- _WRITTEN INSTRUCTION A_
Decide whether each statement below agrees with the Red Rock Lane house excerpt, answering yes or no and quoting the deciding words: (i) The lap pool is 13m long. (ii) The owners bought the site from a developer. (iii) The garaging holds both vehicles and a boat.

------ TEXT EXCERPT

Positioned to take in the ocean view, Red Rock Lane is a house that hunkers into the bank of a sloping terrace site on a lush private property in Redcliffs. The couple who own the large 1,825m² site purchased it from their parents some years ago with the initial plan to repurpose the existing 50s brick house. However, the Canterbury earthquakes brought closure to that idea when many houses in the area slipped down the hillside.

The remaining flat level determined where the new house would go on the site. “One of the key construction challenges of the design was the integration of the 13m-long lap pool. Due to the terraced nature of the site and the proximity of an adjacent boundary, which drops off steeply, it was brought in closer to the house,” explains Nic .

The height of the house has also been pushed to the maximum within the District Plan requirements and, as a consequence, the pool needed to be planned very early on in the build so it would form a strong structural element. Deep rock anchors through the base of the pool’s foundation securely tie the house back into the hillside rock to protect it in the event of another earthquake.

“The cantilevered lounge, with the appearance of a minimal structure, was very challenging to achieve,” says Nic. Located on the ground-floor level, the lap pool and hot tub connect to a pool room, a changing area and a kitchenette, as well as the main entry, coat room and a main staircase leading to the first floor. In behind, a laundry, a wine cellar and storage are located alongside the garaging, which caters to both vehicles and a boat.

“Formal entry to the home is tucked back and to the left of the garage past a light filtering screen/pool fence. All of which are on an axis with an established narrow driveway, so there was no point reinventing the wheel in terms of vehicle approach and access,” explains Nic. Very early planning had been commenced by Callum Pankhurst from Industry by the owners, prior to Nic’s engagement to further develop the design and put his own stamp on it.

------------

- _WRITTEN INSTRUCTION B_
In the records, rewrite everything from the line containing "Challenge round — find the turbulent" down to the line containing "[0,0,34,97]", changing "Challenge round" to "Practice round" and leaving the rest as is.

------ SUPPLIED RECORDS

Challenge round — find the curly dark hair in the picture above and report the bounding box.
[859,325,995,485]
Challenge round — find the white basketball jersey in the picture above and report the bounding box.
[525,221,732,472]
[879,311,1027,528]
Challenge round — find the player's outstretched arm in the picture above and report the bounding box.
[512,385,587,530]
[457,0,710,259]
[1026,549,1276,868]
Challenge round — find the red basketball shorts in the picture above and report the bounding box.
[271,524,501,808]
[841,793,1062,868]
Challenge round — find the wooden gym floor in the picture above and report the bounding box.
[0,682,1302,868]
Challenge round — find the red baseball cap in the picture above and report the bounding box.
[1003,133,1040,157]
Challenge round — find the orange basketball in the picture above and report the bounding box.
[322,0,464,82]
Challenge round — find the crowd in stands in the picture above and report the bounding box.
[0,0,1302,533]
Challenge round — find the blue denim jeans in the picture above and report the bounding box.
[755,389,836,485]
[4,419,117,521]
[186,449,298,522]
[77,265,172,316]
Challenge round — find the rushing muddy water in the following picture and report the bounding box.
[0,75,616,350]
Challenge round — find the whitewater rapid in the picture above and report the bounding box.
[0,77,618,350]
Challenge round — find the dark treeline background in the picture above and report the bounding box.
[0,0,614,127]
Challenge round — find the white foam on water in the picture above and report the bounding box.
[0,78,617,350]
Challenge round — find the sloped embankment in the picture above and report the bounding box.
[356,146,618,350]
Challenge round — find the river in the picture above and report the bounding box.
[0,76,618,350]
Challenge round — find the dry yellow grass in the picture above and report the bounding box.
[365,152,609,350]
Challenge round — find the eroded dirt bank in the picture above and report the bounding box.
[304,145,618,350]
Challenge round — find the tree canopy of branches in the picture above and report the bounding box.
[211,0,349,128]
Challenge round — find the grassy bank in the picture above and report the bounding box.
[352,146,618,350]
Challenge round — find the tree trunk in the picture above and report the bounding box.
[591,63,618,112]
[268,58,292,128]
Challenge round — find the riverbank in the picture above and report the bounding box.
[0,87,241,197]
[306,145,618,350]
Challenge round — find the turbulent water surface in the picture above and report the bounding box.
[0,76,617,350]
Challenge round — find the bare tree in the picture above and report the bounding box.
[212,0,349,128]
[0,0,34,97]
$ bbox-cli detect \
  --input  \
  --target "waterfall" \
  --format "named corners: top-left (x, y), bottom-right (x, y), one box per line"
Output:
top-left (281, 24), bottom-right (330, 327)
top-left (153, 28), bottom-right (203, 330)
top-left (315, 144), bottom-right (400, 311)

------------

- _RESULT A_
(i) Yes: "the integration of the 13m-long lap pool"
(ii) No: "purchased it from their parents some years ago"
(iii) Yes: "which caters to both vehicles and a boat"

- _RESULT B_
Practice round — find the turbulent water surface in the picture above and report the bounding box.
[0,76,617,350]
Practice round — find the bare tree in the picture above and report the bounding box.
[212,0,349,128]
[0,0,34,97]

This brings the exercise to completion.